◆ What you have to do
According to the review of The Deep, what did the two tourists find aboard the old WWII medical ship?

◆ Text section
The Deep – 3.75 stars

I signed up for Tubi because it has a lot of older movies that don’t get run on some of the other streaming services. This very competent Peter Yates (Bullitt) flick from 1977 beguiled me as a young teen for a couple of reasons. First, it was a Peter Benchley, post Jaws vehicle, with Robert Shaw as yet another boat captain, though this time his quarry is treasure, not a shark.

Second, well … I was 13 years old, Jacqueline Bisset, enough said.

My prurient childhood fascination aside, this is a pretty solid picture. Two tourists (Nick Nolte and Bisset) happen upon two collided shipwrecks while snorkeling. They cross a local drug lord (Louis Gossett) who also has an interest in what they’ve found (tens of thousands of vials of morphine from an old WWII medical ship) and must enlist a wily old diver and antiquity collector (Robert Shaw) to help them find treasure from the other vessel, deliver the drugs, and otherwise negotiate their way out of the mess.

Nolte exudes charisma as the thrill seeker captivated by the jewels of the sea. Shaw is Shaw, commanding and interesting even when he is probably phoning it in. Gossett is oozily charming as a lethal Haitian trafficker interested not in treasure, but in the drugs, until he learns of the treasure and gets greedy.

Bisset is every bit as alluring as she was when I was 13, and it turns out, now that I can focus, she can act. She is menaced throughout the picture and her terror is palpable.

The film gets balky when Gossett inexplicably harasses the trio even though they are working on his behalf, and the ending is the cheesiest finale in movie history. But otherwise, sexy and solid.

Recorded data
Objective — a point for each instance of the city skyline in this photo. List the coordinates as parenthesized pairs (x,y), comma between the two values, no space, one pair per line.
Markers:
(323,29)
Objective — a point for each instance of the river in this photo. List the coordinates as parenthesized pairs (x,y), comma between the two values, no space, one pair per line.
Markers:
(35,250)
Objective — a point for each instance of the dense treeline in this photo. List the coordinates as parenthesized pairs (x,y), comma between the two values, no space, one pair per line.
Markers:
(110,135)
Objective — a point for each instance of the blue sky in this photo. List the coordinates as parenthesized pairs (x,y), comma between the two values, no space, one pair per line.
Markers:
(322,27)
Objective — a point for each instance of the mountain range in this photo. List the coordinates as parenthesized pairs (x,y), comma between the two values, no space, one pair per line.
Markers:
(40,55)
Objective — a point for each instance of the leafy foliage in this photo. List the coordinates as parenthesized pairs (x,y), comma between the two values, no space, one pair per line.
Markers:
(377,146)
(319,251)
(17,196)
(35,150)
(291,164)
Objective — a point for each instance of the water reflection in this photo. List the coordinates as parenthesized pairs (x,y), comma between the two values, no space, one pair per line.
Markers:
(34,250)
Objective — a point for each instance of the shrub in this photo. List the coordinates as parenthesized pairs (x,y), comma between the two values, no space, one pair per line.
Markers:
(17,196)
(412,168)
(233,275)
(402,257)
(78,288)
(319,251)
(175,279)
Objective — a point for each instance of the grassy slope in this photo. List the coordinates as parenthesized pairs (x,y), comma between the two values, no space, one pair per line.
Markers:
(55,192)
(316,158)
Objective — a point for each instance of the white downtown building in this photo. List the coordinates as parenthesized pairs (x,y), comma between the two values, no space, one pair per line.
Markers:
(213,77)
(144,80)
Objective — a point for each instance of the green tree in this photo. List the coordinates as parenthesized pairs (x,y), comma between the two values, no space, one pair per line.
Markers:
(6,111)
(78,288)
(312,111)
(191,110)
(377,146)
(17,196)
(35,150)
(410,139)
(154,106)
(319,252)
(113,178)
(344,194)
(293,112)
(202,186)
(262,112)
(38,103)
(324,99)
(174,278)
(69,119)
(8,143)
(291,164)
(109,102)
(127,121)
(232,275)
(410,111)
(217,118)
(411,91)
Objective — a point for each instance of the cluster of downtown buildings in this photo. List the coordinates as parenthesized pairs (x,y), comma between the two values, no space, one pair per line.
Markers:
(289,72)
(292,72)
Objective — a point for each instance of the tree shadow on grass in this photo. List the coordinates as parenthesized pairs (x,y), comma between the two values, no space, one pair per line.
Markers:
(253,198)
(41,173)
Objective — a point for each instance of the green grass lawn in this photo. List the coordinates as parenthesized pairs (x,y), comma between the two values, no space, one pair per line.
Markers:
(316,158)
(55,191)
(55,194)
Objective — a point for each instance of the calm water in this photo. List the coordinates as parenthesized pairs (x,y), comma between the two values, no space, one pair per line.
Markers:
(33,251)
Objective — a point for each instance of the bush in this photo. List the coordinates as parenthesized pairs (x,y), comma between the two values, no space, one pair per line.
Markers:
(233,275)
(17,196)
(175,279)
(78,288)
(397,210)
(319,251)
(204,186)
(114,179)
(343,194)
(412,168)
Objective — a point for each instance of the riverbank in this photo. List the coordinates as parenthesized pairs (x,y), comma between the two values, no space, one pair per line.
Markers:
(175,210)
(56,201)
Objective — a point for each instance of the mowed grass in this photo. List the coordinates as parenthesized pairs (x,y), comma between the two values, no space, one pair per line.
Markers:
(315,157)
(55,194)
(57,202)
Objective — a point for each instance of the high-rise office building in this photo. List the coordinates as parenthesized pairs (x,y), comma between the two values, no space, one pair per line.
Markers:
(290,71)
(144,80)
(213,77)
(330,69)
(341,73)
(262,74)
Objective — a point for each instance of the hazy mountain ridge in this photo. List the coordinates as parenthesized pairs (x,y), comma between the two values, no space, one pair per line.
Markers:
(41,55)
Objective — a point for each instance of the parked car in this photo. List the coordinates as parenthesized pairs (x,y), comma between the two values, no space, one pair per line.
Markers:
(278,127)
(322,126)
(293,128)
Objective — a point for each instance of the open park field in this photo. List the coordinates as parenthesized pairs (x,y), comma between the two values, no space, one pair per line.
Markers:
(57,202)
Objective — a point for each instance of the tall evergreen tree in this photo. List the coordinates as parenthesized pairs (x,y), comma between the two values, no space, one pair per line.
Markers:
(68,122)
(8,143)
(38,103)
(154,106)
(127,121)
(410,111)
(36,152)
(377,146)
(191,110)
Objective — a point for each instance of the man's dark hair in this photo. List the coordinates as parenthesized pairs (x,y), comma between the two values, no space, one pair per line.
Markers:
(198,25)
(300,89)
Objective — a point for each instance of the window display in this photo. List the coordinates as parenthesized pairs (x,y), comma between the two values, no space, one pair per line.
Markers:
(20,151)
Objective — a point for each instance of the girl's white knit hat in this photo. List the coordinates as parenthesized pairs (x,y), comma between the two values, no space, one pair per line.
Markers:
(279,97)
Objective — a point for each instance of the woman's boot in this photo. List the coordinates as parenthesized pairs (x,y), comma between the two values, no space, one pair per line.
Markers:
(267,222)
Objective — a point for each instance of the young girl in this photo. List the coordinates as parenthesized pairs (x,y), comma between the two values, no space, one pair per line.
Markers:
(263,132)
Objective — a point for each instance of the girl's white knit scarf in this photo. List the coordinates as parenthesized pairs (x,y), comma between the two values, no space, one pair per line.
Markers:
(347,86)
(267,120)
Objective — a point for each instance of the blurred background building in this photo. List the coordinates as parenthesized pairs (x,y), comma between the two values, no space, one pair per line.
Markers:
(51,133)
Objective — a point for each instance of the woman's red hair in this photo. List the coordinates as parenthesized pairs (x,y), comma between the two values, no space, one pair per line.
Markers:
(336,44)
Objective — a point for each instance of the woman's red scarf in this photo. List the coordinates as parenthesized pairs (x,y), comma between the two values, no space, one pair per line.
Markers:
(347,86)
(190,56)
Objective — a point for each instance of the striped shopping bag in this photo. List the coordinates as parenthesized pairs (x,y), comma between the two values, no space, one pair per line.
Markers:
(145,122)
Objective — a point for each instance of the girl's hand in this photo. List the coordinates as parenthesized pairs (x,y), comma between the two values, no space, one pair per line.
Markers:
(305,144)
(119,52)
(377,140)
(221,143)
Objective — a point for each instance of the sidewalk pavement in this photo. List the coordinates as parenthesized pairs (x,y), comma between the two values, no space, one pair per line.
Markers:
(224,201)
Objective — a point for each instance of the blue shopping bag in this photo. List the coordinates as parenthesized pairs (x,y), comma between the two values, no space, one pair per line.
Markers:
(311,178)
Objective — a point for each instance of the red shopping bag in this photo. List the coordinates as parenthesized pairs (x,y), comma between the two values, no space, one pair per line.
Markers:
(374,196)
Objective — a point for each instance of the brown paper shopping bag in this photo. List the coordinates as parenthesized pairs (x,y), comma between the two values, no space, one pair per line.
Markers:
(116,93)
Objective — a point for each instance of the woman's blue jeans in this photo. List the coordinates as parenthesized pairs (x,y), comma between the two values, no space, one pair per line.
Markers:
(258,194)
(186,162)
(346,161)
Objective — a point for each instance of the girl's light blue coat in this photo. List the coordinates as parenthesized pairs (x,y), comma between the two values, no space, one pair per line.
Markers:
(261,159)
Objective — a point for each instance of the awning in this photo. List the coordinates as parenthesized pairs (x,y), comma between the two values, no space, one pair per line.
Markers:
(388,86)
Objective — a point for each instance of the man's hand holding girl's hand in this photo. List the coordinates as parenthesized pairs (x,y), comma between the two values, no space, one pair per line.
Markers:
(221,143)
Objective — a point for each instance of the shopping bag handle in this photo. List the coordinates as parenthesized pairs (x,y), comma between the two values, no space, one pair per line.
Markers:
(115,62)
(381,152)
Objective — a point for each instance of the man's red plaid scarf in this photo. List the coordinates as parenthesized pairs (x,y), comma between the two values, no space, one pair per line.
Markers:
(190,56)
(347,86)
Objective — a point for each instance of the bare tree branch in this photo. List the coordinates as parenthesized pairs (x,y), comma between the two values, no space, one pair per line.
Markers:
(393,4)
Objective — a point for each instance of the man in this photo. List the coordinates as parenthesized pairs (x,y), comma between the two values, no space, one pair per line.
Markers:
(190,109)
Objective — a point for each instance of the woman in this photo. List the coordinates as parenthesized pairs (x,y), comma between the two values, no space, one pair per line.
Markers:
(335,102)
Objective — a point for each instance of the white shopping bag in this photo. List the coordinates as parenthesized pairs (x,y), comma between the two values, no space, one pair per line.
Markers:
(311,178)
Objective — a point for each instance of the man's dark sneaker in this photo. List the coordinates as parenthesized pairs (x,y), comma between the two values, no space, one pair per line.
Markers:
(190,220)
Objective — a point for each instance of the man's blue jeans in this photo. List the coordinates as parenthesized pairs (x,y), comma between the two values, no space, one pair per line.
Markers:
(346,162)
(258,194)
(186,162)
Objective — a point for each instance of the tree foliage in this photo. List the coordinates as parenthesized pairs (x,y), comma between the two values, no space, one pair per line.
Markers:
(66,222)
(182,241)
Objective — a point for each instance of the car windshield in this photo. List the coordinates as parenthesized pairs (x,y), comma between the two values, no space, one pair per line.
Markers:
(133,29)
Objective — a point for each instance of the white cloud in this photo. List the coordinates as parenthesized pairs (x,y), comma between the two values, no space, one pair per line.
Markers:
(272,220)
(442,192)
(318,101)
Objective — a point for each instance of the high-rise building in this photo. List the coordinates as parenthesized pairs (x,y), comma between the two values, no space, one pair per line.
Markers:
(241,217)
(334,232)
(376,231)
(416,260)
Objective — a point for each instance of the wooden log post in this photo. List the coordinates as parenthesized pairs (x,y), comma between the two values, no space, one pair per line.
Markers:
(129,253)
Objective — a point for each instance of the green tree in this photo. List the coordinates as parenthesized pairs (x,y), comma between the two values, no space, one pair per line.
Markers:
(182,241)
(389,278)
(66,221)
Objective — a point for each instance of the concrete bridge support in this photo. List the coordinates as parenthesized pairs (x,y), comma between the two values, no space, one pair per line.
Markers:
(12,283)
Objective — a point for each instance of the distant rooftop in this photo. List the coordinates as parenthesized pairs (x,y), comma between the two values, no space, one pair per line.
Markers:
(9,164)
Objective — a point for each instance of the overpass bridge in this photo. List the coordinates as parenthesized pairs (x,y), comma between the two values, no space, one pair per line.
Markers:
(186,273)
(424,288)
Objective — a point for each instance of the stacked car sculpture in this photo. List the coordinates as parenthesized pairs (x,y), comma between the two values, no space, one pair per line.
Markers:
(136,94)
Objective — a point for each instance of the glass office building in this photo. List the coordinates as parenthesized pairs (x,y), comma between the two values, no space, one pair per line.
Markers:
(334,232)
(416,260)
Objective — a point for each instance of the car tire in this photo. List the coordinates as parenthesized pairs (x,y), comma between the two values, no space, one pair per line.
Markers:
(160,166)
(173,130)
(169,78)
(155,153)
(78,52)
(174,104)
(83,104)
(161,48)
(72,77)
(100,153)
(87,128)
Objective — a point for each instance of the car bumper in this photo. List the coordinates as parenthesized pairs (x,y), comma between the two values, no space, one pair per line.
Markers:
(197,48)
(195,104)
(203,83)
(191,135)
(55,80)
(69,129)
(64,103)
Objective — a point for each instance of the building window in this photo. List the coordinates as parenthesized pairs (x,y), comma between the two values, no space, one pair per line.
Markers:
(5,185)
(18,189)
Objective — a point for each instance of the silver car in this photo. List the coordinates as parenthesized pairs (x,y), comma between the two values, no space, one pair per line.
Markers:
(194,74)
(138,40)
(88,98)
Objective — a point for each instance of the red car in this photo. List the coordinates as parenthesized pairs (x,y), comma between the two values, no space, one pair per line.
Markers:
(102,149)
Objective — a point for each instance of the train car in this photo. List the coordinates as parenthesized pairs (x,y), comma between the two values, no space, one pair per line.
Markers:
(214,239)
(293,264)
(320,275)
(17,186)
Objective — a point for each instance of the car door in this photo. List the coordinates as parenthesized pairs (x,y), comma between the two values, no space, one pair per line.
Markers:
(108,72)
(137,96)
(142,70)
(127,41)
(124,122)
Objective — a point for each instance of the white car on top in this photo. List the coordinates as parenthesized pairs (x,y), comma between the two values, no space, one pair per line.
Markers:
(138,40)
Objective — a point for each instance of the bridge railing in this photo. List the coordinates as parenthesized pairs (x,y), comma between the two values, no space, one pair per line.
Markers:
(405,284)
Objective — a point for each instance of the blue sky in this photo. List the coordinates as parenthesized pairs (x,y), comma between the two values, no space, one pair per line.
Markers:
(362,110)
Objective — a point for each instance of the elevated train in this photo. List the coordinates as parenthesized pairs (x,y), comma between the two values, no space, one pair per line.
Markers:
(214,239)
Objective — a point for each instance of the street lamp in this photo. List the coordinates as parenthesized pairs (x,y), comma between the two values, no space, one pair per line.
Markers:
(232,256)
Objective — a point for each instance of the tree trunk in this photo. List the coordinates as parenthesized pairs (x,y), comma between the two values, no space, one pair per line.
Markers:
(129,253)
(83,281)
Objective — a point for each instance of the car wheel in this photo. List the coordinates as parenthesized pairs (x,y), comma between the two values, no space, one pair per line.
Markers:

◆ Written answer
Tens of thousands of vials of morphine.